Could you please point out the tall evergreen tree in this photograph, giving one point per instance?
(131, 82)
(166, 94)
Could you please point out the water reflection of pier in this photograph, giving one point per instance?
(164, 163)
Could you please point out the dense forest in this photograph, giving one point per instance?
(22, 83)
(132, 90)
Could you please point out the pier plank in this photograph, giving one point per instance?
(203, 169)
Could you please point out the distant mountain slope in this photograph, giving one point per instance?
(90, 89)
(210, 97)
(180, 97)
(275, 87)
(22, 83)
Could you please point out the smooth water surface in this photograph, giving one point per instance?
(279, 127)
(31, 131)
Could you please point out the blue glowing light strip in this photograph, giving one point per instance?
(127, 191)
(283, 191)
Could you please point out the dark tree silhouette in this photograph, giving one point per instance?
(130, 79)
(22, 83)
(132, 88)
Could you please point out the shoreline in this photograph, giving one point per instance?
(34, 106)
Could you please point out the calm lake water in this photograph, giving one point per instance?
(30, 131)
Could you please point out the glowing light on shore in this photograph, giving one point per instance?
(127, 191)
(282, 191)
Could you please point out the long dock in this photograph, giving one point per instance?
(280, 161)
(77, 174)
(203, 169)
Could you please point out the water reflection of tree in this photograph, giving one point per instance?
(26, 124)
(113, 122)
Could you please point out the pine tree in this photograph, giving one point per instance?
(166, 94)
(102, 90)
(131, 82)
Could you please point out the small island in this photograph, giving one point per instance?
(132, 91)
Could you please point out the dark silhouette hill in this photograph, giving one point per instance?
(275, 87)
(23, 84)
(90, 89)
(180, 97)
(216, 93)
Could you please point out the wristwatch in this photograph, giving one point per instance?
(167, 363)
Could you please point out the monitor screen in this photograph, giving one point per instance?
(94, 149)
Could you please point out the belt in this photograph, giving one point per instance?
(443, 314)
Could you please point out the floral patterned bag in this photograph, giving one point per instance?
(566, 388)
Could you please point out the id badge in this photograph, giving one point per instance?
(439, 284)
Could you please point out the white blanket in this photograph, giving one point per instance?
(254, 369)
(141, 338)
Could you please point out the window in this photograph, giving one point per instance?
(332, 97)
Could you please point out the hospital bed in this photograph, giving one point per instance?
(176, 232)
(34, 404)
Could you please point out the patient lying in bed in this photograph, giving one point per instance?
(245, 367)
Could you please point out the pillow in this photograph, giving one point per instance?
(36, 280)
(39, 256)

----

| 作業内容 |
上記の全項目を、一字一句改変せずにそのまま複製すること。

| 処理結果 |
Could you please point out the tall evergreen tree in this photograph, giving one point per instance?
(131, 82)
(166, 94)
Could you please point out the water reflection of pier in this photograph, giving one point per instance?
(164, 163)
Could you please point out the dense forest in this photograph, giving one point per instance?
(22, 83)
(132, 90)
Could you please point out the pier plank in this photograph, giving one point per instance?
(203, 169)
Could you please point out the distant mountain slope in this photograph, giving one point per instance?
(90, 89)
(210, 97)
(180, 97)
(275, 87)
(22, 83)
Could you please point out the smooth water surface in this photograph, giving one point per instance?
(279, 127)
(31, 131)
Could you please point out the blue glowing light strip in this photograph, giving one point per instance?
(127, 191)
(283, 191)
Could you please point out the dark tree silhouette in this photograph, giving one point per instance?
(130, 79)
(22, 83)
(132, 88)
Could you please point out the shoreline in this photograph, giving one point per instance?
(34, 106)
Could you please point out the calm lake water in this photograph, giving one point per instance?
(30, 131)
Could you please point out the glowing light on shore in this photograph, giving one point per instance?
(127, 191)
(282, 191)
Could you please point out the long dock in this photograph, giving one point per instance?
(280, 161)
(77, 174)
(203, 169)
Could you please point out the water reflection of tree in this photograph, giving one point per instance?
(26, 124)
(113, 122)
Could you please point out the pine tree in this photograph, giving one point per instance?
(166, 94)
(102, 90)
(131, 82)
Could you please point out the small island in this photograph, giving one point per instance?
(132, 91)
Could you please point out the dark silhouette hill in this photograph, giving one point per instance?
(275, 87)
(23, 84)
(90, 89)
(180, 97)
(216, 93)
Could you please point out the wristwatch in this photograph, giving one point per instance?
(167, 363)
Could you please point out the monitor screen in this photograph, giving one point per instance?
(94, 149)
Could you please point out the belt in this photograph, giving one point per instance?
(443, 314)
Could you please point out the floral patterned bag in this photograph, giving one point per instance?
(566, 388)
Could you please point out the id badge in this photograph, giving one point per instance?
(439, 284)
Could you please point out the white blanket in this photograph, giving one point per instance?
(254, 369)
(141, 338)
Could you please point out the window in this photograph, giving one point per instance?
(332, 97)
Could you please point out the hospital bed in this photograph, giving one point per instance?
(176, 232)
(34, 404)
Could you please point out the patient lying in bed in this photograph, giving one point per instance?
(245, 367)
Could you please point out the pillow in this photograph, giving one point per instance?
(36, 280)
(39, 256)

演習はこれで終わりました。